Recast the lines from the very first one through the line containing "[0,187,161,225]", both ends included, as a JSON list of strings with one string per line. Skip blank lines and leave the pictures out.
-*-
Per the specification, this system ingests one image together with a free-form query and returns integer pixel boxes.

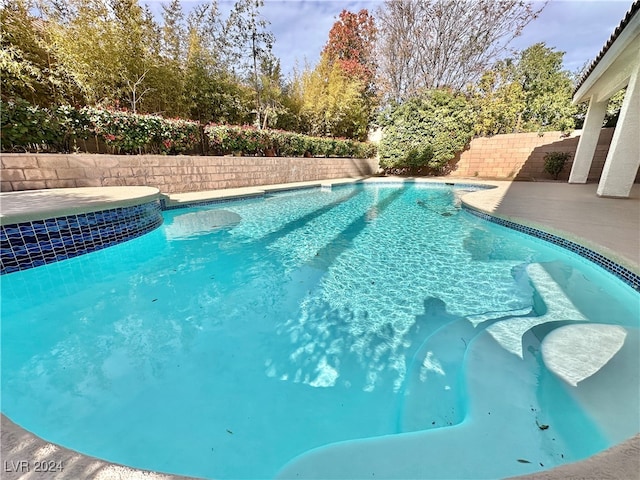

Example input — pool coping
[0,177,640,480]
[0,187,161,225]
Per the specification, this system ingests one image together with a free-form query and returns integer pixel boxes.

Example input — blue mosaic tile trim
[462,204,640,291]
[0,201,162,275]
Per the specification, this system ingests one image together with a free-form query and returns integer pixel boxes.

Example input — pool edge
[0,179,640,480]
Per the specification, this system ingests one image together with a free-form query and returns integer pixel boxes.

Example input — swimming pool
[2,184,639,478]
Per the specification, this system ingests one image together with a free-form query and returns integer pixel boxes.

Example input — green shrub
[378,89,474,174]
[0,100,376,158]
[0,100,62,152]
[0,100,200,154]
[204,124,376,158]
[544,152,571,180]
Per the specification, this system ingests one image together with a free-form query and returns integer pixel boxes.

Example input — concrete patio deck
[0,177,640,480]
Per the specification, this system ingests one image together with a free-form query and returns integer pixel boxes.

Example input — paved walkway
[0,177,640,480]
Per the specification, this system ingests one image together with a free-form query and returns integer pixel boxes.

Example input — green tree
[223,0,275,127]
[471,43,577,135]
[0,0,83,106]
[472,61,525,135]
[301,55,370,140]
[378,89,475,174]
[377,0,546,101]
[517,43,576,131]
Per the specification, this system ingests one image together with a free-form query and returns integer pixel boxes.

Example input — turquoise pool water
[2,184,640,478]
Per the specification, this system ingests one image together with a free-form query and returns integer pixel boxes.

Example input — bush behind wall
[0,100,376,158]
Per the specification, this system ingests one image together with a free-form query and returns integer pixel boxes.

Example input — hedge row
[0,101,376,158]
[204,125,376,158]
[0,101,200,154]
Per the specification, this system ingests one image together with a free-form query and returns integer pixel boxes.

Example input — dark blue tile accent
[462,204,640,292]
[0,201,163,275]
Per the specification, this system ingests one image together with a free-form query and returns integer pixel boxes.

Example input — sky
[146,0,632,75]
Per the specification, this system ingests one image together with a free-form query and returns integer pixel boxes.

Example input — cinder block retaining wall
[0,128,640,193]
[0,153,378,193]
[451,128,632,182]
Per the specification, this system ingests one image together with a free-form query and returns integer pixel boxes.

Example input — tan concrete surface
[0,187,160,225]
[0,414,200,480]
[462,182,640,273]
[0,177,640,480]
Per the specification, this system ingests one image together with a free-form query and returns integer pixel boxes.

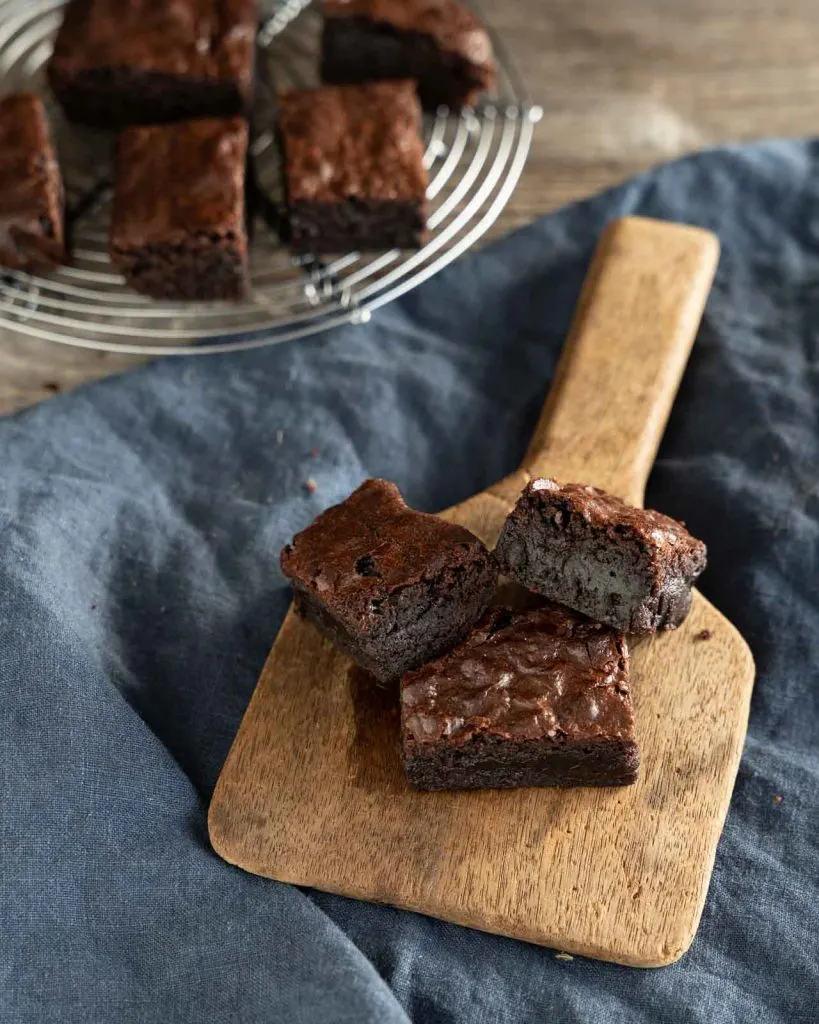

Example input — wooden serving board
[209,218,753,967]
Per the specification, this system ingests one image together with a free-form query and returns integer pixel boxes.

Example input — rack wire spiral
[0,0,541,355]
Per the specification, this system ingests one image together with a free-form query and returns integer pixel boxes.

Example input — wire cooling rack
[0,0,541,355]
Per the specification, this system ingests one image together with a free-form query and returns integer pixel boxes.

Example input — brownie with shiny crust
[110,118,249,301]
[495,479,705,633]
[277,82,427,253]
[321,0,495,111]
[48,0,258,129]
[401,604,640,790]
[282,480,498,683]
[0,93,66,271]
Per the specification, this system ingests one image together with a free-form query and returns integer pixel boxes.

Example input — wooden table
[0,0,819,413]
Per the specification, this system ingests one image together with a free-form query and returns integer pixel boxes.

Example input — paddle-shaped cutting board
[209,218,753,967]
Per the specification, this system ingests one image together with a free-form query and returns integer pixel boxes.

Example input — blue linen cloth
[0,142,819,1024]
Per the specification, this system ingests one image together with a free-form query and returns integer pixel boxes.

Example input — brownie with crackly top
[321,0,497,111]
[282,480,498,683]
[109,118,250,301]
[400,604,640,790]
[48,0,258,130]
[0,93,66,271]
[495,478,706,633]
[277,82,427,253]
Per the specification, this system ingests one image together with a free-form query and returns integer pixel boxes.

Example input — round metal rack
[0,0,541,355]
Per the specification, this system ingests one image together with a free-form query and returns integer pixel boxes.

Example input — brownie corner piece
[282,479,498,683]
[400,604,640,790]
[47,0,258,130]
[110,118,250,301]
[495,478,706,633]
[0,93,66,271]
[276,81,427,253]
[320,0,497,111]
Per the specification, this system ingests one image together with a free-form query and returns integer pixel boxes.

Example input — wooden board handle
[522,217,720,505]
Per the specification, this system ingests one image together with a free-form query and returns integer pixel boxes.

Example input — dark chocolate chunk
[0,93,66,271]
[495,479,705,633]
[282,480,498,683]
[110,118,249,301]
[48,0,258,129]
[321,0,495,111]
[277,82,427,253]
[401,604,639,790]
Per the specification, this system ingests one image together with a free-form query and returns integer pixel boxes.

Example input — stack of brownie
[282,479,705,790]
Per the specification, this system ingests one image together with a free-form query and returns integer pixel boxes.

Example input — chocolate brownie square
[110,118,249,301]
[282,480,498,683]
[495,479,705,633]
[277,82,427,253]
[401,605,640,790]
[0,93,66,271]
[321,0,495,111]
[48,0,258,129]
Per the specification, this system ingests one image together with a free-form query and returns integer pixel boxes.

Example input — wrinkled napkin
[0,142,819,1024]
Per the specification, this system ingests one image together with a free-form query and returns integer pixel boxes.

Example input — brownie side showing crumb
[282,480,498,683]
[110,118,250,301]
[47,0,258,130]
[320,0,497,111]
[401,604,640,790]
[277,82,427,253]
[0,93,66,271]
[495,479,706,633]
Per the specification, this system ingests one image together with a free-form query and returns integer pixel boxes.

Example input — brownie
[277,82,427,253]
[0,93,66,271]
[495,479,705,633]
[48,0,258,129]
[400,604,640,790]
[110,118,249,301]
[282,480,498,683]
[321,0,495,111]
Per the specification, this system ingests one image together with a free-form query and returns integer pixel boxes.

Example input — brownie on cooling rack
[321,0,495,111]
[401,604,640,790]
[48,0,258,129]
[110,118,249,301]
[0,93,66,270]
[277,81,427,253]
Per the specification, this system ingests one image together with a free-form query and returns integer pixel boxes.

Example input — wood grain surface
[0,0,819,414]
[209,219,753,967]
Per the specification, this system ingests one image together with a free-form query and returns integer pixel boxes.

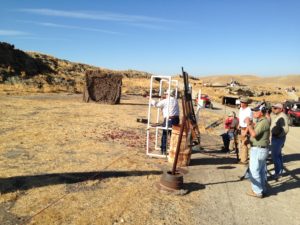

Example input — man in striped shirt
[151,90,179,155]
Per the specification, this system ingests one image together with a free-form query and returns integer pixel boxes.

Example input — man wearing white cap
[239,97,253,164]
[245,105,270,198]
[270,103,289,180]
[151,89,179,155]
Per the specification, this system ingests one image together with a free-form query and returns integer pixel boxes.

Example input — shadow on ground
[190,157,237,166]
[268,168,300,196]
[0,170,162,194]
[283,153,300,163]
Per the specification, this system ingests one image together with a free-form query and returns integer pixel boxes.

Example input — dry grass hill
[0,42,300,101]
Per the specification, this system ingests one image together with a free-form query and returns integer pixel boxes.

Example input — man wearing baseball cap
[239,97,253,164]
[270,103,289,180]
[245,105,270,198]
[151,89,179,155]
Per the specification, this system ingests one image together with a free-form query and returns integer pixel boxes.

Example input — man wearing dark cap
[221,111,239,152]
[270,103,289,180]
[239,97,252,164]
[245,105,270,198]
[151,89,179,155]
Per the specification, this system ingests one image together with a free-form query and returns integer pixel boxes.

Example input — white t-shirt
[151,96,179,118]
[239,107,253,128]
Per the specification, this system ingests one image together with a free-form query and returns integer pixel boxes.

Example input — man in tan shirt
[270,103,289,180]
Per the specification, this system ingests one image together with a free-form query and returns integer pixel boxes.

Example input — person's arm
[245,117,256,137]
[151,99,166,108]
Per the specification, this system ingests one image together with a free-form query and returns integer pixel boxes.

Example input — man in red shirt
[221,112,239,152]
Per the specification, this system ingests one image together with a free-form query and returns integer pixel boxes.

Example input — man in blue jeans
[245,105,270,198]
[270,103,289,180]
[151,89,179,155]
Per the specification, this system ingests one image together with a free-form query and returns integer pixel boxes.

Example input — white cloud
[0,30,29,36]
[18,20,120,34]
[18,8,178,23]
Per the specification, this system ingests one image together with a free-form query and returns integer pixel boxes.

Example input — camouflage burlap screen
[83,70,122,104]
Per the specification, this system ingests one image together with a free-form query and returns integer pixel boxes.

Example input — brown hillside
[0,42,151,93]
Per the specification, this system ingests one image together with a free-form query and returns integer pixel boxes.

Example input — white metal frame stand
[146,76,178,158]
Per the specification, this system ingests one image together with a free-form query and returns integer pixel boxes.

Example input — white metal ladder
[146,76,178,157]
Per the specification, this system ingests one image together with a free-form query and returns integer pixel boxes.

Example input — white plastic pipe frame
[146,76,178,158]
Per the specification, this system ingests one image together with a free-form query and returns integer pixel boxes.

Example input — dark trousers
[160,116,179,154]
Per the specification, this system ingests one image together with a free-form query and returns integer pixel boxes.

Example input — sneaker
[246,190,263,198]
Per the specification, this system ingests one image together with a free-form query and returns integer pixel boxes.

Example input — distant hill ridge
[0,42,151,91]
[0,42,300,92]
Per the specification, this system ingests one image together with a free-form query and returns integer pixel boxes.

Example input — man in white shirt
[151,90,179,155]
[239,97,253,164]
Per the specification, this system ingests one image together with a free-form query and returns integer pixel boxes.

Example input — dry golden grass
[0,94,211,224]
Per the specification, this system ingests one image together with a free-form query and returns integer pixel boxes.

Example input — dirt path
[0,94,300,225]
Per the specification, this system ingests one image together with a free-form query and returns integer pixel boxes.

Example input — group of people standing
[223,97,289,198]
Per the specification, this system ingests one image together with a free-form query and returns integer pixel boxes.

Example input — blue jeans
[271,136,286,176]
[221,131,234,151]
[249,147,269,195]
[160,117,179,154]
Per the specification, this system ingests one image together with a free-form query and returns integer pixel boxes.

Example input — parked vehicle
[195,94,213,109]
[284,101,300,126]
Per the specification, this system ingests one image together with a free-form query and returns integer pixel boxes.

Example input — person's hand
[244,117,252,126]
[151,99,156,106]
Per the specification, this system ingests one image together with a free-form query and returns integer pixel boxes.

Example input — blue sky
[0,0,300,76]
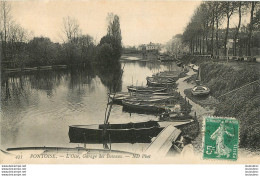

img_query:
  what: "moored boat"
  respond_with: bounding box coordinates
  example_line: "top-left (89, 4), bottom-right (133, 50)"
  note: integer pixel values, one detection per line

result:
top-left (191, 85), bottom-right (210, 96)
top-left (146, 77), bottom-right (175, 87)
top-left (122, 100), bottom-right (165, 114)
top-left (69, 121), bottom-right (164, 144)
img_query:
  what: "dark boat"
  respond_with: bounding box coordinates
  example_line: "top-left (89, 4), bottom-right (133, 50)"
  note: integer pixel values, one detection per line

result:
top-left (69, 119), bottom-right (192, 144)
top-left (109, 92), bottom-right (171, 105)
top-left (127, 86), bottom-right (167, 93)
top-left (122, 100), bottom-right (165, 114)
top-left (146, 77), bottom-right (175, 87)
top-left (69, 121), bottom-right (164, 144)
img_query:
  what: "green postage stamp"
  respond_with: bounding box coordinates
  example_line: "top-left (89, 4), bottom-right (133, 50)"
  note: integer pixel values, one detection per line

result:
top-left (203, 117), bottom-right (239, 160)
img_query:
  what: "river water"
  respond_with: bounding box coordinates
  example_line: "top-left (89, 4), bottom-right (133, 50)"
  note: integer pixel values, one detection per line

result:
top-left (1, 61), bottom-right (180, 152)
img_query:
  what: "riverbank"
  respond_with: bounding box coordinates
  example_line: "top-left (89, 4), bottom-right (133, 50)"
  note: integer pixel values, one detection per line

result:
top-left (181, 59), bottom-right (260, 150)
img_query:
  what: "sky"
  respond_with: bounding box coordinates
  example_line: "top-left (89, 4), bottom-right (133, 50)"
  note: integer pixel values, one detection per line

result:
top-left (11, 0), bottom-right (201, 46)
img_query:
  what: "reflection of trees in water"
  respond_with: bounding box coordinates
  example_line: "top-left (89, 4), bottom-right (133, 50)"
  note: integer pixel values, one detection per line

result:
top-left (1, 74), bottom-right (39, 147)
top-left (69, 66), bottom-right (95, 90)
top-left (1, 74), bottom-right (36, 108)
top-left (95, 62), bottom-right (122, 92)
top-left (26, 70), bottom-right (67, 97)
-*-
§ Exercise response
[
  "Per the specification, this system ingests one image together with a free-form query and returns integer pixel boxes.",
  "Example input — pool coping",
  "[0,177,640,480]",
  "[0,187,161,225]"
]